▸ **Extract**
=======

Thought. There’s a lot of satellite imagery of the seas from the time of crash. I think there was some crowdsourced attempt of search.

Could the images from then be coupled with the data from now, and look at them again?


#3

I think they don’t know exactly when the crash was, and a splash would only be evident for a few minutes.

That’s a hell of a haystack.


#4

The splash vanishes quickly. The floating debris lasts for days to weeks.


#5

Good point.


#6

Yeah but the flaperon would probably have floated mostly submerged, and so little debris has been found that the aircraft must have sunk almost intact.,


#7

There’s a lot of bright-colored debris in the hull. If it disintegrated at least somewhat, which the fragments suggest, there should be a patch, albeit short-lived, of stuff on the sea. Many things float poorly but many float pretty well (and get dispersed quickly by wind).


#8

In addition to a phylogenetic study of the barnacles, I wonder if their stable isotopic ratios could be studied to identify where the scant debris was colonized; presumably this would have happened shortly after the plane crashed. I think barnacles can be aged too, so looking at the total diversity of barnacles and their age structure might provide some insight.

=======

▸ **Record excerpts**
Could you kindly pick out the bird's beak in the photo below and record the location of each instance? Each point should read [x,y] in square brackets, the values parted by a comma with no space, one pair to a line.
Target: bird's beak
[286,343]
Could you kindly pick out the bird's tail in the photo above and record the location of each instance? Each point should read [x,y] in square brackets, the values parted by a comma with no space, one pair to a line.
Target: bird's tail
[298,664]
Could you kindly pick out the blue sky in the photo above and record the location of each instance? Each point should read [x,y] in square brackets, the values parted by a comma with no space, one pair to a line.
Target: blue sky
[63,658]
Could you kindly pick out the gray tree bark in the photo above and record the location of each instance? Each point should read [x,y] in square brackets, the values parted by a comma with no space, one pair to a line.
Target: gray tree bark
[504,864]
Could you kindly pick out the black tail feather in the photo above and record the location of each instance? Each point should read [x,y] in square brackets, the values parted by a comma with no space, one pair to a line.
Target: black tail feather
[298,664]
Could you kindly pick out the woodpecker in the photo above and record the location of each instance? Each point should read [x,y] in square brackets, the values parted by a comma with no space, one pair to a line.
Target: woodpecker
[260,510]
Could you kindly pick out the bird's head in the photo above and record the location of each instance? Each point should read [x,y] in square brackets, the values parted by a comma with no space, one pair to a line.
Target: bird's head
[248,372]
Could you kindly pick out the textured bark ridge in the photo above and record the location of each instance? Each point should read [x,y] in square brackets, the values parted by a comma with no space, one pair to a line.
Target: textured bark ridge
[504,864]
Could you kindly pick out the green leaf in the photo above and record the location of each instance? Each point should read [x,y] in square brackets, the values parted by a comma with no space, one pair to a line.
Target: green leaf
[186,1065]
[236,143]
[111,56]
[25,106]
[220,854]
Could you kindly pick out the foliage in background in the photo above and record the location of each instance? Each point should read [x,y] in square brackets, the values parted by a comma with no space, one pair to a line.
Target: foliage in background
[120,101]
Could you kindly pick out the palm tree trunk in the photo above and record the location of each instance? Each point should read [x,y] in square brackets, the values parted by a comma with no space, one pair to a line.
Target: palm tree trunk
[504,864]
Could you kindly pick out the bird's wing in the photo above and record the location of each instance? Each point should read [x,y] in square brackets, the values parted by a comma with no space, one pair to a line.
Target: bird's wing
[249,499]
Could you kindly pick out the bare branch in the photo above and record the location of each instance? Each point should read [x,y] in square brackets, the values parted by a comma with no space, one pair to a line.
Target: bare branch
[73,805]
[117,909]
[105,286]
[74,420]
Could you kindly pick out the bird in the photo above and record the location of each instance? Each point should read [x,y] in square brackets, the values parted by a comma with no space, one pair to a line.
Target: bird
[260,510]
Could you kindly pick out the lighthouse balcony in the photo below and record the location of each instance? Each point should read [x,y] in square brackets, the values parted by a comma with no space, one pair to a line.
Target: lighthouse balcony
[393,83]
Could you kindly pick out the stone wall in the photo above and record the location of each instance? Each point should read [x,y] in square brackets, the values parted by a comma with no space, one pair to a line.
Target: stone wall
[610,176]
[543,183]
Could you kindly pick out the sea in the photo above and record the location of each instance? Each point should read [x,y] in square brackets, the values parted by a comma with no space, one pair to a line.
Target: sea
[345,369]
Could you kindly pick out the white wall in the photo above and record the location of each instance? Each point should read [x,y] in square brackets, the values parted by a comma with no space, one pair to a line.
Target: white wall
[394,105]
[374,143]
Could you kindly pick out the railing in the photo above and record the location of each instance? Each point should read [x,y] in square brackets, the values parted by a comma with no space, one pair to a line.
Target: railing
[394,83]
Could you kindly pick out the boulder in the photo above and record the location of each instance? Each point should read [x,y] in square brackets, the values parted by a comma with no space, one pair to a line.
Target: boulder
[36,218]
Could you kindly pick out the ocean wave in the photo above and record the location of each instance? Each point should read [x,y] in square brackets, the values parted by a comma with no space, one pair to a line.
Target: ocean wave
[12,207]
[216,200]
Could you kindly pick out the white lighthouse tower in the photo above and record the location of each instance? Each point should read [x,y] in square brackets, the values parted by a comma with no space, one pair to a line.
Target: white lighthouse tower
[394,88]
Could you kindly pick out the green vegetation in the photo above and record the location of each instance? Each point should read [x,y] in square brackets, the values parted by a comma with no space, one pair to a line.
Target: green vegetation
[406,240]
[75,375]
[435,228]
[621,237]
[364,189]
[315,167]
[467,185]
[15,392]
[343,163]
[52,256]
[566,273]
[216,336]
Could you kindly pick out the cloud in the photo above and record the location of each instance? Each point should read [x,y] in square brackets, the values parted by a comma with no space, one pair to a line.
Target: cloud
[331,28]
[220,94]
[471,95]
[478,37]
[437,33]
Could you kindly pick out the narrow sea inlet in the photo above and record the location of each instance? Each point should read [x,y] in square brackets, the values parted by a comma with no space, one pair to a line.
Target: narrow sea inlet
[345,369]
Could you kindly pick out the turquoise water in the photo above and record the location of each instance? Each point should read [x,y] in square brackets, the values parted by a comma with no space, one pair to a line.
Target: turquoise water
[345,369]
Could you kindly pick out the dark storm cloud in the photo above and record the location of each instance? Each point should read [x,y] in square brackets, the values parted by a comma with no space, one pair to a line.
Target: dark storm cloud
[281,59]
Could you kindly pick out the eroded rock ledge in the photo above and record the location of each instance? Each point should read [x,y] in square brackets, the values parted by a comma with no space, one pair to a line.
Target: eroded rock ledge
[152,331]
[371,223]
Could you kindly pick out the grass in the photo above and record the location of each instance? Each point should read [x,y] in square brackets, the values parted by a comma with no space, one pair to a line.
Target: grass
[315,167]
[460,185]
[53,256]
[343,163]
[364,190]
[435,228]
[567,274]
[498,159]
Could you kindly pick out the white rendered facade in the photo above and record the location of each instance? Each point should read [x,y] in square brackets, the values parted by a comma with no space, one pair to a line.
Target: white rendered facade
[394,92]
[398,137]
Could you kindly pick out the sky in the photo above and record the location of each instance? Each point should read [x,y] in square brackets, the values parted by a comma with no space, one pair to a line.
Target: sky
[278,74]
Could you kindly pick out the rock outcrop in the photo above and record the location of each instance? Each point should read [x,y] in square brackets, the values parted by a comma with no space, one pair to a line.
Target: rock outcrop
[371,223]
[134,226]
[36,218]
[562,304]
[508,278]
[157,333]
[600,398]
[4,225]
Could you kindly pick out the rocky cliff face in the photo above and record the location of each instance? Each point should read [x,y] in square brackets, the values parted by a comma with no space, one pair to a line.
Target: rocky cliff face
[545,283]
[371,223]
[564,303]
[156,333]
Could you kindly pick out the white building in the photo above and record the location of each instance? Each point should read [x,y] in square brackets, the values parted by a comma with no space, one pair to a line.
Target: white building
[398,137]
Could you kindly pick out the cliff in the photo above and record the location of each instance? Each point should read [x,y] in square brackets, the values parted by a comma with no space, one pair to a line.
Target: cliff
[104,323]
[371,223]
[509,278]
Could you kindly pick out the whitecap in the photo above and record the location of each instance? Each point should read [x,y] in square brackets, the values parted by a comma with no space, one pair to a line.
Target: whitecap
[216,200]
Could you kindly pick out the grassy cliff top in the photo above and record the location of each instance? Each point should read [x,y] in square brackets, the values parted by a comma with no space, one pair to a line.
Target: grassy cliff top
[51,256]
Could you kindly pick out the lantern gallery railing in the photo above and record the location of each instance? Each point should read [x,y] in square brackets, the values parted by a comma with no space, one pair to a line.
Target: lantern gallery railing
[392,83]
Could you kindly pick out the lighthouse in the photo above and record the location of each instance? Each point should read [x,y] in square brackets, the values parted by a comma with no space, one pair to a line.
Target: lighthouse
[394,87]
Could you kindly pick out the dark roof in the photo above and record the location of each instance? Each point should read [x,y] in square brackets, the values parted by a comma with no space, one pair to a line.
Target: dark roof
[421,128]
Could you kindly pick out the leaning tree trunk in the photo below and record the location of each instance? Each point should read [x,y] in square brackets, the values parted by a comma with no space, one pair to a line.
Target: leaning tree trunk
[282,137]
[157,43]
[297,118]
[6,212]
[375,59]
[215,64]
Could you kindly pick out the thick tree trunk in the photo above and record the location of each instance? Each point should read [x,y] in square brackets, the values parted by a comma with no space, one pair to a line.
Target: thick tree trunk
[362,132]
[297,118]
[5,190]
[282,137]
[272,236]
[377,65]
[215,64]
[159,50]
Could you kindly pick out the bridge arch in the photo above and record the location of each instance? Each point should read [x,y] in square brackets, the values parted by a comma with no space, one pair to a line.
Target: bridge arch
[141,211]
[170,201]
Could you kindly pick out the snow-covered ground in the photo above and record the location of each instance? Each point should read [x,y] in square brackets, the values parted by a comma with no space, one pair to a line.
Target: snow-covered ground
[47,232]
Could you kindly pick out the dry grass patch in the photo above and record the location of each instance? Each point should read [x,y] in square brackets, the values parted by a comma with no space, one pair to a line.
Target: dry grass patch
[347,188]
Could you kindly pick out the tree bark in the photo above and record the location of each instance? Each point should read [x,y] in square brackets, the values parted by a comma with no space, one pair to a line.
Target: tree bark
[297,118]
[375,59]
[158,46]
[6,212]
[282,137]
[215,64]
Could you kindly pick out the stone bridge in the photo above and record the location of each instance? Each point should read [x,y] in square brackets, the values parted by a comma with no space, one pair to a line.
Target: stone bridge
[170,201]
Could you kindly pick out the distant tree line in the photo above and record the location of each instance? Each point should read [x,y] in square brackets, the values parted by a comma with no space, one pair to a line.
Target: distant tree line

=======

▸ **Requirements**
1. Reproduce word for word the passage of the crash-search discussion starting at "I think they" and ending at "Good point.".
2. Continue the crash-search discussion from the point where it stops.

▸ **Responses in order**
1.
I think they don’t know exactly when the crash was, and a splash would only be evident for a few minutes.

That’s a hell of a haystack.


#4

The splash vanishes quickly. The floating debris lasts for days to weeks.


#5

Good point.

2.
#9

Maybe this will help. . .
The driving force for densification is the change in free energy from the decrease in surface area and lowering of the surface free energy by the replacement of solid-vapor interfaces.


#10

Maybe this will help. . .
The driving force for densification is the change in free energy from the decrease in surface area and lowering of the surface free energy by the replacement of solid-vapor interfaces.

You posted this in the wrong thread. It is more germane to the Weirdest Border Enclave
story.


#11

This needs a map.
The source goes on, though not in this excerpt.